> **DIRECTIONS FOR THIS TASK**: Give the following records again in full and without alteration.

╭──

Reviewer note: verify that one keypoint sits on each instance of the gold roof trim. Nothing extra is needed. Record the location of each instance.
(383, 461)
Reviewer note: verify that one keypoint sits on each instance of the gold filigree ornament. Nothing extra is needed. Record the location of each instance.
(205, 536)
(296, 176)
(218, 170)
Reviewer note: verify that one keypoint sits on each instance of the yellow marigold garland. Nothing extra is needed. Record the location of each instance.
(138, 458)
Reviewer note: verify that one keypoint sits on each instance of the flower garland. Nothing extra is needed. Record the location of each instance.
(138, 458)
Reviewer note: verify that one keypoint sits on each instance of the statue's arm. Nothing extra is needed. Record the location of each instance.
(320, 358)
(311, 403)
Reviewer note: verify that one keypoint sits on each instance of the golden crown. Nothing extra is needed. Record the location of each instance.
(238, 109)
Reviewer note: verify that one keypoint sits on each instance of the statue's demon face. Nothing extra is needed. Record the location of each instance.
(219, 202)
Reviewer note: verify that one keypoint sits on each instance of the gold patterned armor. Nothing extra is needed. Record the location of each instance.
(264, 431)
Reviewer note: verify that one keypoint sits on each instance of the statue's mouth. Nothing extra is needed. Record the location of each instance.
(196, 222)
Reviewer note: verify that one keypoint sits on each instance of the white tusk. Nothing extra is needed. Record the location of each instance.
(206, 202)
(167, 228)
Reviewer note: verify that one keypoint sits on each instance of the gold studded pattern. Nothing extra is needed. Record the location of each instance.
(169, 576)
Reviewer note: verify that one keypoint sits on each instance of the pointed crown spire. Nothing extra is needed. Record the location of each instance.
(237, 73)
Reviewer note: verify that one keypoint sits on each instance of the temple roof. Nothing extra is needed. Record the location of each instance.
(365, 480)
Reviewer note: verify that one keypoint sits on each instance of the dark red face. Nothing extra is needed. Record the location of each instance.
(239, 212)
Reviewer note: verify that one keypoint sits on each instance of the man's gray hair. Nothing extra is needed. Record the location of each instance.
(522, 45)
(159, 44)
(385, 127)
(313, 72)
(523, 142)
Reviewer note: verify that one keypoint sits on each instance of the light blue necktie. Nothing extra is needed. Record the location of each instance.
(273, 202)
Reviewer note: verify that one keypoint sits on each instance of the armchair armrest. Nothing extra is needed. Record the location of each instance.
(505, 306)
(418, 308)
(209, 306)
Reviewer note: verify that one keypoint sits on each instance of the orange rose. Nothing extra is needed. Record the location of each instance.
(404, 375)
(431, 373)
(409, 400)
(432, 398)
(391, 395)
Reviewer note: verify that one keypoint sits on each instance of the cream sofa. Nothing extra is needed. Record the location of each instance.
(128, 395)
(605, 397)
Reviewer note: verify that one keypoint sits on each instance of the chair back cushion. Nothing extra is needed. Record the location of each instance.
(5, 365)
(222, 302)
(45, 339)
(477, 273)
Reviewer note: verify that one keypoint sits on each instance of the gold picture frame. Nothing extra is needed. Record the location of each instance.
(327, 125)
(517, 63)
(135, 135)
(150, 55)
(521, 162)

╰──

> **RESULT FOR THIS TASK**:
Reviewer note: verify that one keypoint sits on each instance of the gold roof trim. Nothing extra is needed. Record the location of each instance.
(383, 461)
Reviewer note: verify that one keypoint sits on each instance of the gold filigree ornament. Nothing extra is needed. Record the location of each instance.
(205, 536)
(296, 176)
(218, 170)
Reviewer note: verify that one keypoint sits on each instance of the yellow marigold garland. Nothing extra is needed. Record the location of each instance.
(138, 458)
Reviewer note: verify that one keypoint sits on each instance of the flower garland. Nothing extra is needed. Record the location of each instance.
(138, 458)
Reviewer note: verify that one keypoint sits on each instance of the statue's arm. Nothing extra is needed. Record the location of each instance.
(320, 358)
(311, 403)
Reviewer note: verify that one keypoint sits on each instance of the golden crown. Nothing extra is needed. Record the location of each instance.
(238, 109)
Reviewer note: verify that one keypoint sits on each instance of the statue's demon face. Nothing extra is needed. Record the location of each instance.
(219, 202)
Reviewer note: verify that one keypoint sits on each instance of the gold patterned armor. Nothing extra is needed. Record the location of each instance.
(264, 431)
Reviewer note: verify that one keypoint sits on each instance of the statue's mouth. Nothing extra is needed. Record the location of each instance.
(196, 222)
Reviewer note: verify that one keypoint sits on each instance of the white tusk. Nothing extra is needed. Record the location of each instance.
(206, 202)
(167, 228)
Reviewer note: verify that one keypoint sits on each instance of the gold studded pattern. Nothing extra is needed. Record the location of each instance.
(169, 576)
Reviewer note: verify that one keypoint sits on each instance of the pointed crown spire. Nothing extra is needed. Record the location of each instance.
(237, 73)
Reviewer note: verify that one keypoint sits on each instance of the temple roof. Nothing extra is needed. Record the location of each instance.
(365, 480)
Reviewer note: verify that one keypoint sits on each instance of the dark red face. Nothing extra is needed. Record the location of each instance.
(239, 212)
Reviewer note: verify that one keypoint sits on each instance of the man's gray hair. Nothing extra is needed. Record the location of each instance.
(522, 45)
(159, 44)
(385, 127)
(313, 72)
(523, 142)
Reviewer note: verify that one keypoint sits on each instance of the light blue necktie. Nothing extra is needed. Record the location of each instance.
(273, 202)
Reviewer note: verify that one keypoint sits on each instance of the armchair armrest. Nothing extra is needed. Record the location of each instance.
(505, 306)
(418, 308)
(209, 306)
Reviewer note: verify that one keypoint sits on each instance of the orange rose. Nothing extra is needed. Record the location of each instance.
(404, 375)
(431, 373)
(409, 400)
(432, 398)
(391, 395)
Reviewer note: verify that one keypoint sits on each instance of the cream sofa. Nothing extra is needed. Record the location of each instance.
(128, 395)
(605, 397)
Reviewer note: verify that one keypoint sits on each instance of the chair back cushion. Nothing extra is needed. Record the location of each instance.
(5, 365)
(222, 302)
(45, 339)
(477, 273)
Reviewer note: verify that one keypoint sits on each instance of the gold picture frame. Nothing extra is needed. Record the location of each instance.
(327, 125)
(517, 63)
(135, 135)
(150, 55)
(521, 162)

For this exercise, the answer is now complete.